Exercise objective:
If a line below includes the string "pattern", copy it.

[Entries taken from a collection]
■ ■ ■ ■ ■

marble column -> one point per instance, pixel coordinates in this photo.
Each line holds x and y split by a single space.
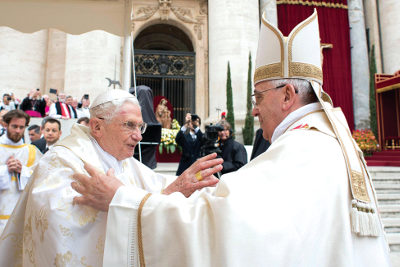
359 64
271 11
55 61
389 11
126 63
233 33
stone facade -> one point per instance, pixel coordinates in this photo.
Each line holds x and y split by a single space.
220 31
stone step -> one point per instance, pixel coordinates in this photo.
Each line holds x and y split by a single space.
393 238
391 222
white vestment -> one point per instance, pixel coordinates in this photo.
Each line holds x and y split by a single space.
46 229
12 184
290 206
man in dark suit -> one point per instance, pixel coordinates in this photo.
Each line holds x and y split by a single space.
190 138
34 104
51 130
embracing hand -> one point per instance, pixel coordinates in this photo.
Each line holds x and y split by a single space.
200 174
98 190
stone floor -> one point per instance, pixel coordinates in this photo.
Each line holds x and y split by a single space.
170 168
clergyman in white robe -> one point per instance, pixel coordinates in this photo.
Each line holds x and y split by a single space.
288 207
12 184
46 229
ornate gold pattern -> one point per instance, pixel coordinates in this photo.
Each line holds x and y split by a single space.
311 3
29 245
268 71
297 69
41 222
100 245
359 187
65 231
139 227
61 260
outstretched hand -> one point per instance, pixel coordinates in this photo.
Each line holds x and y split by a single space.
204 168
98 190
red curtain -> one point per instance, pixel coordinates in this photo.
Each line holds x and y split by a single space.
334 29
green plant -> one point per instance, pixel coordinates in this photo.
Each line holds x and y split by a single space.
229 100
248 130
366 141
168 142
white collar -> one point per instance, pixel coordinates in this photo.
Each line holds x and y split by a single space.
6 141
293 117
107 160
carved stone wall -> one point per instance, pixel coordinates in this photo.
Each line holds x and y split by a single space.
191 17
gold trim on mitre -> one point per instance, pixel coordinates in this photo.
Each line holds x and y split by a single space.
295 62
272 70
301 69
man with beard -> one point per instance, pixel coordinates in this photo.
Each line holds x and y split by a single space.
57 233
16 162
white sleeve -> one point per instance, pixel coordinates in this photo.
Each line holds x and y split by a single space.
53 112
4 177
122 213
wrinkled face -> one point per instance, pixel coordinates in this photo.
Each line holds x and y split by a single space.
69 100
85 103
224 135
61 97
117 139
267 108
34 135
16 129
51 132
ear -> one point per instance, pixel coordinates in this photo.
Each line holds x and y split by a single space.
95 127
289 97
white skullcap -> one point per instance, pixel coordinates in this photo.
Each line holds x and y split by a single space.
111 95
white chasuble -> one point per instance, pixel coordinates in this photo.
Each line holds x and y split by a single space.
12 184
46 229
290 206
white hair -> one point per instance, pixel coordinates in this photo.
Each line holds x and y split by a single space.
304 88
108 110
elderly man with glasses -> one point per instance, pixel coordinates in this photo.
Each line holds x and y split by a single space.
57 233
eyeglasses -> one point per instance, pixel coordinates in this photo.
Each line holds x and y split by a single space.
254 97
132 126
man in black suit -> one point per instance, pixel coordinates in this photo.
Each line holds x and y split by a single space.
34 102
260 145
51 130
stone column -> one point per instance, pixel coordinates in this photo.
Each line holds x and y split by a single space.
126 63
233 33
55 62
359 64
389 11
271 11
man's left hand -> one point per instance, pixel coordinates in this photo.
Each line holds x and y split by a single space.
98 190
188 182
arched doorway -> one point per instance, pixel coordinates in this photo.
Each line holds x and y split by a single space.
165 61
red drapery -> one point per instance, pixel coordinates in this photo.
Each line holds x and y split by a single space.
334 29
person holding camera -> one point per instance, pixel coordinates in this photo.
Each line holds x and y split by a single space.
190 139
7 103
34 105
233 153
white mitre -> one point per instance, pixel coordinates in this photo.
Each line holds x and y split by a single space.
295 56
110 95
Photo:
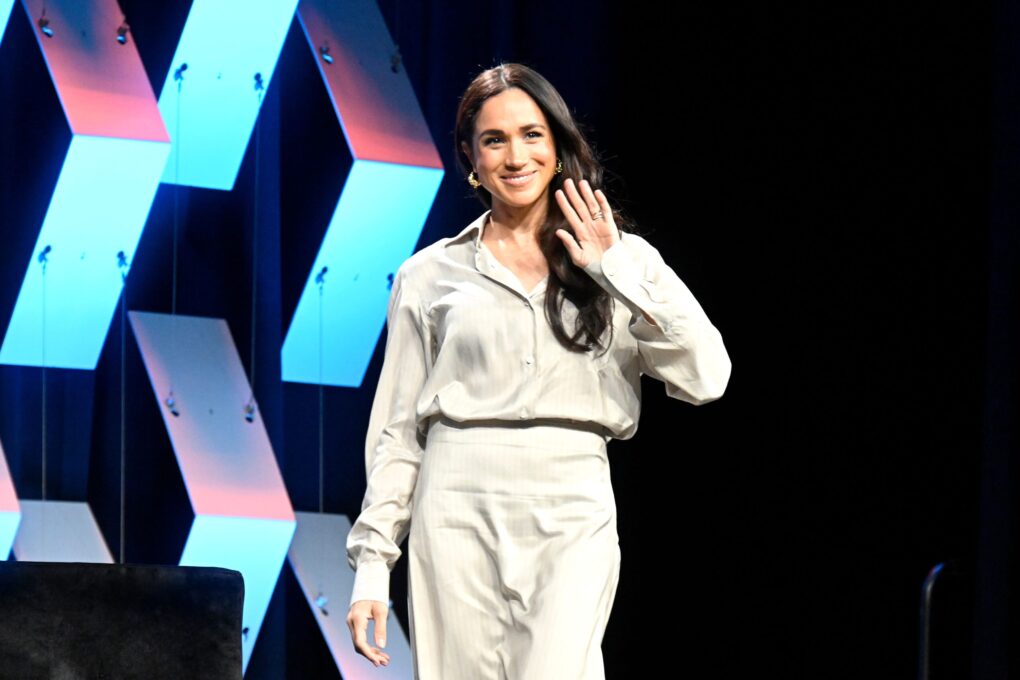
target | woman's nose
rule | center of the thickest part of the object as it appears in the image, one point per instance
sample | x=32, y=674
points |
x=517, y=154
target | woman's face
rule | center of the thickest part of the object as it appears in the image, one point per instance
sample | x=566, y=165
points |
x=513, y=151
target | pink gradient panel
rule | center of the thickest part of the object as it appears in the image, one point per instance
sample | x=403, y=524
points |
x=227, y=464
x=8, y=497
x=102, y=85
x=376, y=107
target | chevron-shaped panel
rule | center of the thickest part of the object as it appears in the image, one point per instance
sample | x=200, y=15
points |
x=211, y=106
x=243, y=515
x=10, y=511
x=103, y=194
x=318, y=559
x=59, y=531
x=385, y=201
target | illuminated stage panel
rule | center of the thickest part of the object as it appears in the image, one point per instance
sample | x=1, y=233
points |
x=243, y=516
x=385, y=201
x=5, y=6
x=369, y=236
x=10, y=512
x=375, y=106
x=104, y=191
x=224, y=44
x=59, y=531
x=102, y=84
x=318, y=559
x=99, y=207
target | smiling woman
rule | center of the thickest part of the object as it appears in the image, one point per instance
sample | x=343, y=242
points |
x=487, y=442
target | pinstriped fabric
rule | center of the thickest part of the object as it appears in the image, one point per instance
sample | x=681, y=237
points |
x=466, y=344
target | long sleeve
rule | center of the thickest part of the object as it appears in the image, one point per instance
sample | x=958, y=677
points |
x=682, y=349
x=393, y=449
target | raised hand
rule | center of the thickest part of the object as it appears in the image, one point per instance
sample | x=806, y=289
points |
x=592, y=219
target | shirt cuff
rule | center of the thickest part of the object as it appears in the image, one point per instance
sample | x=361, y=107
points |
x=632, y=271
x=371, y=581
x=600, y=270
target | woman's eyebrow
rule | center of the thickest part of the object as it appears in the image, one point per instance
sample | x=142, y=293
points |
x=529, y=125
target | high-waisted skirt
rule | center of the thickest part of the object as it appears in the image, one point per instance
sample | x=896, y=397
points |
x=513, y=554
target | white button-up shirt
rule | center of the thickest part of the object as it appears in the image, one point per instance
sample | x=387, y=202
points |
x=467, y=342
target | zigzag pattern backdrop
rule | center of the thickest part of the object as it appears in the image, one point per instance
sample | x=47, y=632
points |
x=174, y=205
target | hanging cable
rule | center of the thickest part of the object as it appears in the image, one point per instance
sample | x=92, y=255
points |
x=179, y=75
x=250, y=409
x=122, y=265
x=44, y=258
x=320, y=279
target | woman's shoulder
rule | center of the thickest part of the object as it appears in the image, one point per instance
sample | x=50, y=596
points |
x=424, y=262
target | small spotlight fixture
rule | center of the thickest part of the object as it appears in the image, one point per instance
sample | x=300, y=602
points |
x=122, y=265
x=44, y=24
x=172, y=405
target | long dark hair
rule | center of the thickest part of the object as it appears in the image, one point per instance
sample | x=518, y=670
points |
x=566, y=280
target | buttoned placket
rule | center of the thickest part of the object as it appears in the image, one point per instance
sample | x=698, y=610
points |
x=489, y=266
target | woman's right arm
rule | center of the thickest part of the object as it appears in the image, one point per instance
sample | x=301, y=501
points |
x=393, y=452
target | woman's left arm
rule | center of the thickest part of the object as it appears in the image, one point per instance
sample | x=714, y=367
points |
x=679, y=346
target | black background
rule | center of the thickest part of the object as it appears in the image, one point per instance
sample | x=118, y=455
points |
x=833, y=181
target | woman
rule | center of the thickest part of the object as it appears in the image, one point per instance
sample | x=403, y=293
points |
x=514, y=352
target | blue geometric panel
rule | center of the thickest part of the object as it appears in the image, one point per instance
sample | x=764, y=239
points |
x=59, y=531
x=224, y=44
x=368, y=237
x=319, y=564
x=10, y=510
x=104, y=191
x=5, y=6
x=385, y=201
x=98, y=209
x=243, y=515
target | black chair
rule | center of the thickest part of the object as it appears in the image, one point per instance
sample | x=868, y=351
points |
x=75, y=620
x=946, y=644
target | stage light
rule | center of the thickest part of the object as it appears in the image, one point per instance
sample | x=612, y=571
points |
x=320, y=603
x=172, y=406
x=44, y=25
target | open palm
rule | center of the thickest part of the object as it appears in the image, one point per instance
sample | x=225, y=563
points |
x=590, y=215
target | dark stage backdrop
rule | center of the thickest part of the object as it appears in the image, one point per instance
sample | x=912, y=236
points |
x=821, y=176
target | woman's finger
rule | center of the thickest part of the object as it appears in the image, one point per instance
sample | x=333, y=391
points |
x=591, y=202
x=568, y=211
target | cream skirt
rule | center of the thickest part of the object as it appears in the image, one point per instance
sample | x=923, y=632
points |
x=513, y=554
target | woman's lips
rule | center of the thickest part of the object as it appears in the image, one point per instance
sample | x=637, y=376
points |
x=517, y=180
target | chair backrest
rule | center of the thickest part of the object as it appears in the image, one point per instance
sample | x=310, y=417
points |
x=77, y=620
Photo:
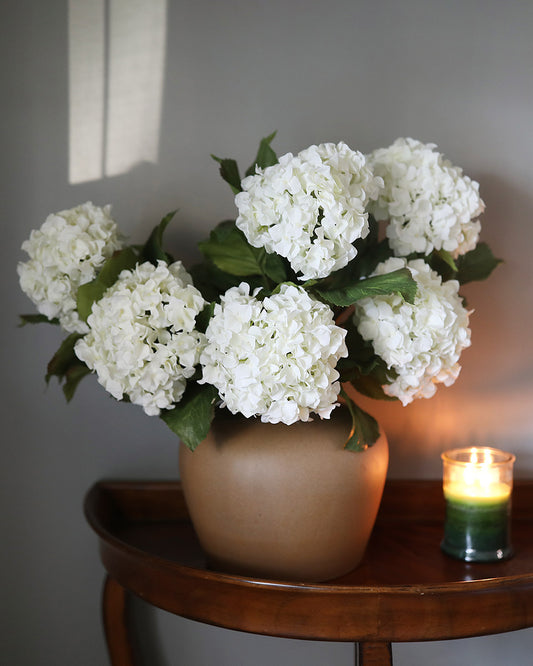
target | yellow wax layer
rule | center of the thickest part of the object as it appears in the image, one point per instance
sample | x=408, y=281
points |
x=477, y=494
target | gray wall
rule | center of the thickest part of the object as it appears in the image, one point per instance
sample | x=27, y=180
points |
x=200, y=77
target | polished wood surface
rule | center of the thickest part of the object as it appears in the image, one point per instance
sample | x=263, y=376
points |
x=406, y=589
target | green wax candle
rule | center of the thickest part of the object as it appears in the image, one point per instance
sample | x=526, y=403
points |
x=477, y=526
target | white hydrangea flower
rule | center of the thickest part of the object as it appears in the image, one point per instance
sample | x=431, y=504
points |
x=422, y=342
x=142, y=340
x=429, y=203
x=275, y=358
x=65, y=253
x=309, y=208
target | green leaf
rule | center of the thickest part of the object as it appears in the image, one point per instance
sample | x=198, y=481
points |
x=229, y=250
x=191, y=418
x=230, y=173
x=211, y=281
x=447, y=258
x=400, y=282
x=67, y=367
x=203, y=317
x=271, y=265
x=152, y=250
x=37, y=319
x=265, y=155
x=477, y=264
x=365, y=428
x=93, y=291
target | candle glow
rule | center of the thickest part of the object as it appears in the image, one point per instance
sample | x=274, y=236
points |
x=477, y=486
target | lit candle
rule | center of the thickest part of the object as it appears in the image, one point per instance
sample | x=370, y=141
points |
x=477, y=485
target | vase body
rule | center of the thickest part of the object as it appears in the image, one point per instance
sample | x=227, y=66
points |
x=283, y=502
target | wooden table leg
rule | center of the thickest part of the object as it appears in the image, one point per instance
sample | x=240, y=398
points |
x=116, y=627
x=374, y=654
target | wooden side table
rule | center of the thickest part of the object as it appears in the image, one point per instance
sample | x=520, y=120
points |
x=406, y=589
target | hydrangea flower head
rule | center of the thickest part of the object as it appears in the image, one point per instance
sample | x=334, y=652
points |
x=65, y=253
x=142, y=340
x=421, y=343
x=309, y=208
x=429, y=203
x=274, y=358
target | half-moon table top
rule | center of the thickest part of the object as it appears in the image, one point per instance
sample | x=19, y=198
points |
x=405, y=589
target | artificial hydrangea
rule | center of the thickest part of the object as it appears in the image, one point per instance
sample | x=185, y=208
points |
x=275, y=358
x=429, y=203
x=421, y=343
x=65, y=253
x=142, y=340
x=309, y=208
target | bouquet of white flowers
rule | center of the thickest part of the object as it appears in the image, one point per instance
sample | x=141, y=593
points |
x=339, y=269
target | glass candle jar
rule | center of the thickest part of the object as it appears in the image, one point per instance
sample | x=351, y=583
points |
x=477, y=484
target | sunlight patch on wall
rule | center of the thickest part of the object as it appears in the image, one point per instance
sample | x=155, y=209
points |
x=116, y=72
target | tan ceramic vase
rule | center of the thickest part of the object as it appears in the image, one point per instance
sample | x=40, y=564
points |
x=283, y=502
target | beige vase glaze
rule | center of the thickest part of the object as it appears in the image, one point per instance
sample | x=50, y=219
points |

■ ■ ■ ■ ■

Result below:
ornate gold pattern -> one point per instance, pixel coordinates in this photo.
target | zigzag pattern backdrop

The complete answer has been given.